* [Passage shown]:
How to Build Your Confidence – And Spark It in Others: Brittany Packnett (Transcript)

Brittany Packnett at TED Talks

Following is the full text and audio of educator and activist Brittany Packnett’s talk titled “How to Build Your Confidence – And Spark It in Others.” In this talk, she shares three ways to crack the code of confidence — and her dream for a world where revolutionary confidence helps turn our most ambitious dreams into reality.

Listen to the MP3 Audio version here:

TRANSCRIPT:

So when I was a little girl, a book sat on the coffee table in our living room, just steps from our front door. And the living room is a first impression. Ours had white carpet and a curio of my mother’s most treasured collectibles.

That room represented the sacrifices of generations gone by who, by poverty or by policy, couldn’t afford a curio of collectibles let alone a middle class house to put them in. That room had to stay perfect.

But I would risk messing up that perfect room every day just to see that book. On the cover sat a woman named Septima Clark. She sat in perfect profile with her face raised to the sky. She had perfect salt-and-pepper cornrows platted down the sides of her head, and pride and wisdom just emanated from her dark skin.

* [Rows]:

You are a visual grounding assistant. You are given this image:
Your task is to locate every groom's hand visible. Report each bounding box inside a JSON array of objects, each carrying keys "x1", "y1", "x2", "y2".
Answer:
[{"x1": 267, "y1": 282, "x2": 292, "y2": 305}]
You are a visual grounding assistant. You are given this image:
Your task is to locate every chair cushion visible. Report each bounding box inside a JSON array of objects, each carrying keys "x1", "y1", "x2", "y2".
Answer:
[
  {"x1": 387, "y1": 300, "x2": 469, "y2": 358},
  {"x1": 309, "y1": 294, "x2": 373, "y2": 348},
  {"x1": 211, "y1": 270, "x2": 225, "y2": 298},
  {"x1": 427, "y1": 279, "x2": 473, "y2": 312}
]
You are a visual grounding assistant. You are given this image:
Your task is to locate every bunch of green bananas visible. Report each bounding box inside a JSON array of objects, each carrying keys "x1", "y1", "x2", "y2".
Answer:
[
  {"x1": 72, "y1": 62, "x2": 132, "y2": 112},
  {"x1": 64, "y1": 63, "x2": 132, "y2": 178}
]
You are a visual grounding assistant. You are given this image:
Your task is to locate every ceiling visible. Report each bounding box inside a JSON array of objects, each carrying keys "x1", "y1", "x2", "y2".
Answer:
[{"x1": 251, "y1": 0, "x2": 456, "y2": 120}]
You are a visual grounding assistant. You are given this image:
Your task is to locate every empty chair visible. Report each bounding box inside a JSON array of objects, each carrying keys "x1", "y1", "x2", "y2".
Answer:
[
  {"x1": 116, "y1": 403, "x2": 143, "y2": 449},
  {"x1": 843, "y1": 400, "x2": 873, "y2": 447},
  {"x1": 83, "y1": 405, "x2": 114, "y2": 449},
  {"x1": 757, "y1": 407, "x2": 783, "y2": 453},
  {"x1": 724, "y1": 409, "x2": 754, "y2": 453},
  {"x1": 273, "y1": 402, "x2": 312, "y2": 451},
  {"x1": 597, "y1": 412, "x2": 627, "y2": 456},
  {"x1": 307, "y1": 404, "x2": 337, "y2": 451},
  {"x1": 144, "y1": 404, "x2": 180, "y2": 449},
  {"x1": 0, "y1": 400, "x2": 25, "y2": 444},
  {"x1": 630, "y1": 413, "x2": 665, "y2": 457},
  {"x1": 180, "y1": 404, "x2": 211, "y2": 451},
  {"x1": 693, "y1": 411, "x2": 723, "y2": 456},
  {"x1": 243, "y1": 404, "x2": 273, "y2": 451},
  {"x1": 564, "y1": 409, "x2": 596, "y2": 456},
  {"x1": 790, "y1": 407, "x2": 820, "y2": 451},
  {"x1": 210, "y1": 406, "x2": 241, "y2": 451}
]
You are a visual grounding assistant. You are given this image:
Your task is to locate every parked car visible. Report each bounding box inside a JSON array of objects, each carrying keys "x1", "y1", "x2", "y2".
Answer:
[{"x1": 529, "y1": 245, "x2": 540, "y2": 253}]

* [Jobs]:
A: In the talk transcript, what color was the carpet in the living room?
B: In the talk transcript, rename "curio" as "display cabinet" in the span from "Following is the" up to and including "to stay perfect.", and give that span back.
C: Go on with the confidence talk transcript from its last sentence.
The entries have nothing to do with the talk transcript.

* [Exercise answers]:
A: White.

B:
Following is the full text and audio of educator and activist Brittany Packnett’s talk titled “How to Build Your Confidence – And Spark It in Others.” In this talk, she shares three ways to crack the code of confidence — and her dream for a world where revolutionary confidence helps turn our most ambitious dreams into reality.

Listen to the MP3 Audio version here:

TRANSCRIPT:

So when I was a little girl, a book sat on the coffee table in our living room, just steps from our front door. And the living room is a first impression. Ours had white carpet and a display cabinet of my mother’s most treasured collectibles.

That room represented the sacrifices of generations gone by who, by poverty or by policy, couldn’t afford a display cabinet of collectibles let alone a middle class house to put them in. That room had to stay perfect.

C:
Septima Clark was an activist and an educator, a woman after whom I’d eventually model my own career. But more than all the words she ever spoke, that single portrait of Septima Clark, it defined confidence for me before I ever even knew the word.

It may sound simple, but confidence is something that we underestimate the importance of. We treat it like a nice-to-have instead of a must-have. We place value on knowledge and resources above what we deem to be the soft skill of confidence.

But by most measures, we have more knowledge and more resources now than at any other point in history, and still injustice abounds and challenges persist.

If knowledge and resources were all that we needed, we wouldn’t still be here.